■ **Atividades propostas**:
1. Segundo o texto sobre as emendas parlamentares, quanto do investimento da União previsto no Orçamento de 2021 deverá vir dessas emendas?
2. Transcreva do texto sobre as emendas parlamentares o trecho que vai de "Valor Econômico" até "Orçamento deste ano.".
3. De acordo com o texto sobre as emendas parlamentares, por que, na avaliação de Mendes, o Orçamento fica mais rígido com esse processo?

─── Trecho do documento

Valor Econômico
Nesse processo, ganharam espaço as
prioridades eleitorais e paroquiais dos congressistas, em detrimento de
políticas de interesse coletivo
A apropriação de fatias cada vez maiores do
Orçamento a serem definidas por emendas parlamentares avançou com força nos
últimos anos, levando a um resultado pouco transparente e muito preocupante. Em
2021, um pouco mais da metade do investimento da União deverá ser decorrente
dessas emendas - serão R$ 18,9 bilhões de um total previsto de R$ 37 bilhões, segundo
consta do Orçamento deste ano.
Os números aparecem em artigo de Paulo
Hartung, ex-governador do Espírito Santo, e dos economistas Marcos Mendes,
pesquisador associado do Insper, e Fabio Giambiagi, pesquisador associado do
Instituto Brasileiro de Economia da Fundação Getulio Vargas (FGV Ibre),
publicado na edição deste mês da revista “Conjuntura Econômica”, da FGV.
Chefe da assessoria especial do ministro da Fazenda de 2016 a 2018, Mendes diz que, com esse processo, o Orçamento fica mais rígido, “na medida em que as emendas se repetem ano após ano e vã se tornando uma espécie de direito adquirido dos parlamentares”. Além disso, fica menos transparente porque “há um processo de indicação de despesas e contemplação de parlamentares, comandado pelos presidentes das duas Casas do Congresso e seu entorno político”.
Mendes nota ainda que essa captura do
Orçamento pelas emendas parlamentares reduz a qualidade do gasto público. “Não
há dúvida de que a prioridade para gastos paroquiais, dissociados das
prioridades nacionais, consome recursos que poderiam ser empregados em
programas de maior impacto social, seja por investimentos públicos, seja por
gastos correntes em educação, renda básica ou saúde, por exemplo.”
No artigo, Mendes, Hartung e Giambiagi
afirmam que, além de o país já ter um nível muito baixo de investimento
público, mais da metade das emendas é aplicada de forma pulverizada. “Esse
expediente diminui ainda mais o já exíguo espaço para obras de infraestrutura e
programas de ciência e tecnologia, por exemplo, que seriam importantes para uma
maior produtividade e crescimento econômico”, escrevem eles.
A maior apropriação do Orçamento pelas
emendas parlamentares começou há seis anos. “Nesse processo, ganharam espaço as
prioridades eleitorais e paroquiais dos congressistas, em detrimento das
políticas de interesse coletivo, pulverizando-se os recursos”, dizem os três
autores.
Para Mendes, o problema começou com a
recusa da então presidente Dilma Rousseff de montar um governo de coalizão que
refletisse o tamanho das bancadas no Congresso. “O presidente Jair Bolsonaro
cometeu o mesmo erro”, diz ele. “A partir do momento em que os partidos médios
e grandes não têm acesso ao poder, participando de um governo de coalizão, eles
passam a buscar influência política por outros meios. O meio escolhido foi
capturar parte substancial do Orçamento”, aponta Mendes.

──────
─── Relação de registros

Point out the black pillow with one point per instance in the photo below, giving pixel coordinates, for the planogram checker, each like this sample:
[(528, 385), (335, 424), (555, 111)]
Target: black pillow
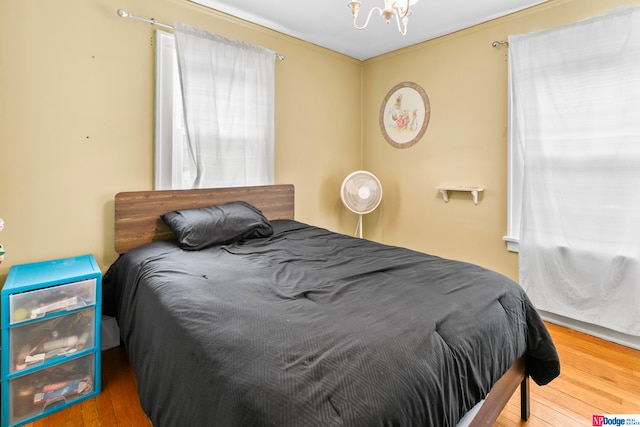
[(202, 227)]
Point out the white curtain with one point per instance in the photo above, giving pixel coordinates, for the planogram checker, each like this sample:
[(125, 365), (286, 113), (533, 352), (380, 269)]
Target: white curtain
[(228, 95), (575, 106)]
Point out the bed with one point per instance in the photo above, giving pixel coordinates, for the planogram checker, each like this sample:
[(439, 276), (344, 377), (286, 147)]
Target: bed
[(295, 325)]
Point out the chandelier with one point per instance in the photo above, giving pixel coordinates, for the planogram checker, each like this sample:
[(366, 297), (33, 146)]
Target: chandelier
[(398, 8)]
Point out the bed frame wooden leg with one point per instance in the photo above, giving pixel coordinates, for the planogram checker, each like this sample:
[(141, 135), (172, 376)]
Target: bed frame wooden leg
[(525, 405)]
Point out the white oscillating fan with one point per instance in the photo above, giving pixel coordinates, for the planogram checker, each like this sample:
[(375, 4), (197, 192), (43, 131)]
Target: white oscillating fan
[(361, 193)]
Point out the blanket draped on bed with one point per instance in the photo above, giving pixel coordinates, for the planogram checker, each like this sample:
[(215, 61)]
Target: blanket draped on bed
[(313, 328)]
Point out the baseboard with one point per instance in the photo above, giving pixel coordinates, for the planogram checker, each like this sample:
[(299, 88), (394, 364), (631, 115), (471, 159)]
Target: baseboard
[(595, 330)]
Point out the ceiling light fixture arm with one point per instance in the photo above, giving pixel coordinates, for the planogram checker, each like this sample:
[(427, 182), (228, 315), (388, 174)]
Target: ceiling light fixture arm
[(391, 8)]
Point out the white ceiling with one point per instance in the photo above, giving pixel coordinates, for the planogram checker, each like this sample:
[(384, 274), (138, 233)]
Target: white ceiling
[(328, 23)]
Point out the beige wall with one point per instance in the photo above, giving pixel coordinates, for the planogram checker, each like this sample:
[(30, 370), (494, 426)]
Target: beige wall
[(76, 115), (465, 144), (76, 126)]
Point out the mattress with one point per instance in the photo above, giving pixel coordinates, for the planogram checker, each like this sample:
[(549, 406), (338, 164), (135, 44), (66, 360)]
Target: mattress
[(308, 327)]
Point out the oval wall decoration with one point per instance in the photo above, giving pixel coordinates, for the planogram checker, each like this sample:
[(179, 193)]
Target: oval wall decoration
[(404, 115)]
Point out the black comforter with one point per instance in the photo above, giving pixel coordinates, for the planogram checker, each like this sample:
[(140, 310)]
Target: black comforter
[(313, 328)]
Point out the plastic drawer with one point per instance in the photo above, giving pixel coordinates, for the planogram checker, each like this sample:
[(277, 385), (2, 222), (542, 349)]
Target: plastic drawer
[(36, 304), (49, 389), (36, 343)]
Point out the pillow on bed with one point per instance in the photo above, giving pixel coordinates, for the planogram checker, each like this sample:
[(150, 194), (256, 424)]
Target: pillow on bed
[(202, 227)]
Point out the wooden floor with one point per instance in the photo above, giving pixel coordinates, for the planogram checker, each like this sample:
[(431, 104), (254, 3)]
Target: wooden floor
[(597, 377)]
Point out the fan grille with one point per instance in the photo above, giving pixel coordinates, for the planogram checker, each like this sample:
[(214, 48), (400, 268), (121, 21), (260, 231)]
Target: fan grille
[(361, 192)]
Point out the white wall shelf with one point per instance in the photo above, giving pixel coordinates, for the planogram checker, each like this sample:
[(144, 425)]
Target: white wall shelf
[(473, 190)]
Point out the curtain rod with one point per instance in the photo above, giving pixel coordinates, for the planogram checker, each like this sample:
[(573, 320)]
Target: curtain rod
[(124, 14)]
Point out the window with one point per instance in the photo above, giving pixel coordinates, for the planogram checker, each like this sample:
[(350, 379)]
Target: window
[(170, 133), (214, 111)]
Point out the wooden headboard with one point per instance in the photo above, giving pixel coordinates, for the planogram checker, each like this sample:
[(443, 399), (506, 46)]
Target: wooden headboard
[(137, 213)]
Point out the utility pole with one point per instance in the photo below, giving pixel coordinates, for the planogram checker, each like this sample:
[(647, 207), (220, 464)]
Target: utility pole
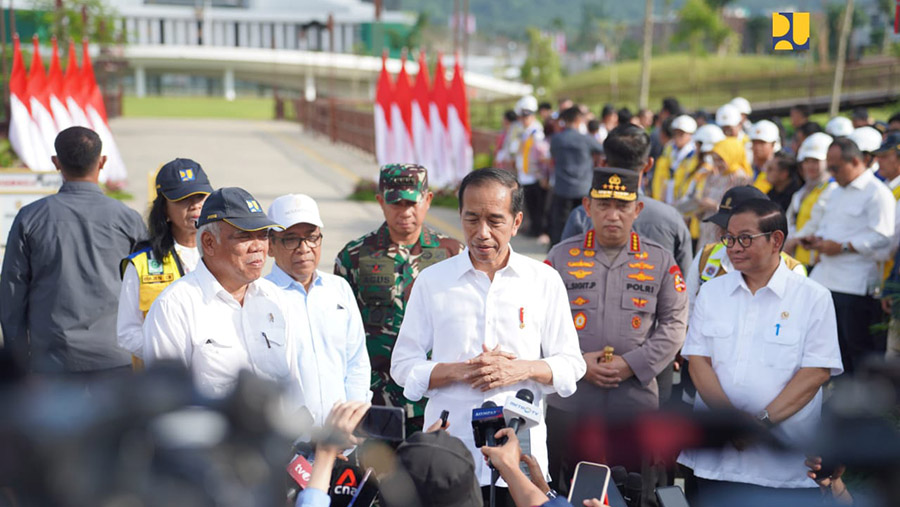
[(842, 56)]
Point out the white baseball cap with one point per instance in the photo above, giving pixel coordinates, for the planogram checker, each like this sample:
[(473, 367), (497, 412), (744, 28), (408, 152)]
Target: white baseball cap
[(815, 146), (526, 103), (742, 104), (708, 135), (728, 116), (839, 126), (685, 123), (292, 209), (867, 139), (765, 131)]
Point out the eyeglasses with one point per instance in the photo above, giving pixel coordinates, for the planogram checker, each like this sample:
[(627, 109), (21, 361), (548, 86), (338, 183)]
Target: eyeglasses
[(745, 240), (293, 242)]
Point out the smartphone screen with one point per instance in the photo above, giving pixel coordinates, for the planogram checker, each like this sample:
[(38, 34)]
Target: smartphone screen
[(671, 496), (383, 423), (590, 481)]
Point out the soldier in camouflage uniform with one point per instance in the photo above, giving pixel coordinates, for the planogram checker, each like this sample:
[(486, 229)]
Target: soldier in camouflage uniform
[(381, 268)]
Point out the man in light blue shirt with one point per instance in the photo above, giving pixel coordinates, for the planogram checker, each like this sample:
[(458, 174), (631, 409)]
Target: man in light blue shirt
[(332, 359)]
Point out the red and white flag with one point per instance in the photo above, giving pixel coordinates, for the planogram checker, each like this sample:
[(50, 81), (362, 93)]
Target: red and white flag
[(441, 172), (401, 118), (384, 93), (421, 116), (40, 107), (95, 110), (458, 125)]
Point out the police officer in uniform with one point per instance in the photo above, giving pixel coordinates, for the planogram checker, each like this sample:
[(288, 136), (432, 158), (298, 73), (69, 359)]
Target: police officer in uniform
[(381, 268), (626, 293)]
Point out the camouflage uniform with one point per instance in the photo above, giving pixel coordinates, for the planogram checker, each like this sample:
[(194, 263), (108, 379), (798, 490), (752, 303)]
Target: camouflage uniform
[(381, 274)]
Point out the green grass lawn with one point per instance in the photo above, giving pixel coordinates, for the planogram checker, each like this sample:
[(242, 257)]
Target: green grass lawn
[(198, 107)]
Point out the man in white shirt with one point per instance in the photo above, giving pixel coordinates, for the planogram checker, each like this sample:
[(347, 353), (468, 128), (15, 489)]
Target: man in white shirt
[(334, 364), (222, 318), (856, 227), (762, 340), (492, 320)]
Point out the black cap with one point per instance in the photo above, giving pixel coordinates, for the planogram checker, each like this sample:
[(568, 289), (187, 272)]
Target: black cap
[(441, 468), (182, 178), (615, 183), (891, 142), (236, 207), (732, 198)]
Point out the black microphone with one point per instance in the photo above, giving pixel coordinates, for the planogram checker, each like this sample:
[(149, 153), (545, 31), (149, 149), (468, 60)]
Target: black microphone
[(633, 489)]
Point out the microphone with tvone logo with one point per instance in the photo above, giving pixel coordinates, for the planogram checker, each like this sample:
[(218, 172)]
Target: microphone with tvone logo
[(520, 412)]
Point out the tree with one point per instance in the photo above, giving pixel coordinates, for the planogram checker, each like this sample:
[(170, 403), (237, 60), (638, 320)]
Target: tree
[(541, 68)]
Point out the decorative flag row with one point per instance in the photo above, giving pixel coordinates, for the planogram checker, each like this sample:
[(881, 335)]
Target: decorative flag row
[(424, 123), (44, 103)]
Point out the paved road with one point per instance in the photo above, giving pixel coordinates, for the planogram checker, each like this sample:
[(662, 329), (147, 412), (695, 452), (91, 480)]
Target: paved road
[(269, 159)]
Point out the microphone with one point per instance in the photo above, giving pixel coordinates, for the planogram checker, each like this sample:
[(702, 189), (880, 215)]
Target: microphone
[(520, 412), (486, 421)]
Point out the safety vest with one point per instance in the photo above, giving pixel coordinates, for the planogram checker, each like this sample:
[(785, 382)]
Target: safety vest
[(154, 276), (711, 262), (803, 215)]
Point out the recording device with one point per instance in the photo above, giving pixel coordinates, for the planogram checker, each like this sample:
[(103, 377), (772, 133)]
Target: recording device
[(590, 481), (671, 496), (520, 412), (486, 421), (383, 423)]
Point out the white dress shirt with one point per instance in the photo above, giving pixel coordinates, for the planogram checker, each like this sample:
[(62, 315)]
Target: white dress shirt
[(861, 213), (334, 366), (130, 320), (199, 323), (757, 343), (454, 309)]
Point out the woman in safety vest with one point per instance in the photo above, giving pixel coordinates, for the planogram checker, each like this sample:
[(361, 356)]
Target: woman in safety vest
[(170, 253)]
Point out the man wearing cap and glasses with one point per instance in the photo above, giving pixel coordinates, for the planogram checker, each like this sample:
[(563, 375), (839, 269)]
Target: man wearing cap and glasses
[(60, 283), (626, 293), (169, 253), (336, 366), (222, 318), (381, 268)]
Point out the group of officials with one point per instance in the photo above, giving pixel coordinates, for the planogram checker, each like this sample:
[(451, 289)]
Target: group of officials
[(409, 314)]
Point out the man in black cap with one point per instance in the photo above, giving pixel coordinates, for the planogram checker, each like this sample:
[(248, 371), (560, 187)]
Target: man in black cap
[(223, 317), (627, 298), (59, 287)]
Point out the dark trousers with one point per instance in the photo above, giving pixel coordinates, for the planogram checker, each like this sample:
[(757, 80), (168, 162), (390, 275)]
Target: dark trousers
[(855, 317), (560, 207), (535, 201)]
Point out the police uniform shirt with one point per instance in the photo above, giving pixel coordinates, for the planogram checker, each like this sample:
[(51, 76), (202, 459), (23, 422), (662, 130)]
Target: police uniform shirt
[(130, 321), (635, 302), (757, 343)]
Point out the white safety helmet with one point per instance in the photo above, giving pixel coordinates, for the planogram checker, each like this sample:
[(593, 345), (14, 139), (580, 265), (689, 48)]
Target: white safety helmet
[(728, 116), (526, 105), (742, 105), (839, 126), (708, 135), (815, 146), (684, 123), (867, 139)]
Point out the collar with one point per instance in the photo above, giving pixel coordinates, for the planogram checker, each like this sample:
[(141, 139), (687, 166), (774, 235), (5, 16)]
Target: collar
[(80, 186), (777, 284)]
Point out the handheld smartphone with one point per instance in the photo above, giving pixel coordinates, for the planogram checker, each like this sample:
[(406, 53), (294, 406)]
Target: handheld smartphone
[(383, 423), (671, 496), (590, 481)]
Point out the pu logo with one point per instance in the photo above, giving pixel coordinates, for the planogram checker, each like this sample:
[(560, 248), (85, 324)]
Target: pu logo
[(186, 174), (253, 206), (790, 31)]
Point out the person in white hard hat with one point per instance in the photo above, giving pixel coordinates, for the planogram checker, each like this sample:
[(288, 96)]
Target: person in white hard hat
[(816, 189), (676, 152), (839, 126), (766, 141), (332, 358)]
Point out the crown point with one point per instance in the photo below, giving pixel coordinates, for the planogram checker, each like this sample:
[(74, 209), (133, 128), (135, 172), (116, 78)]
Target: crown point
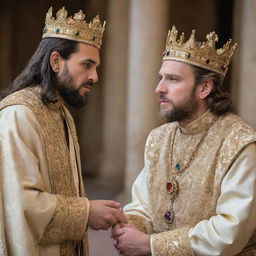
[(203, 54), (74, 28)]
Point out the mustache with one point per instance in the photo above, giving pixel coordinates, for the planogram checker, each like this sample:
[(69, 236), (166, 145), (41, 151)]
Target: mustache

──────

■ **Resolução das atividades**:
1. R$ 18,9 bilhões, de um total previsto de R$ 37 bilhões.

2.
Valor Econômico
Nesse processo, ganharam espaço as
prioridades eleitorais e paroquiais dos congressistas, em detrimento de
políticas de interesse coletivo
A apropriação de fatias cada vez maiores do
Orçamento a serem definidas por emendas parlamentares avançou com força nos
últimos anos, levando a um resultado pouco transparente e muito preocupante. Em
2021, um pouco mais da metade do investimento da União deverá ser decorrente
dessas emendas - serão R$ 18,9 bilhões de um total previsto de R$ 37 bilhões, segundo
consta do Orçamento deste ano.

3. Porque as emendas se repetem ano após ano e passam a ser uma espécie de direito adquirido dos parlamentares.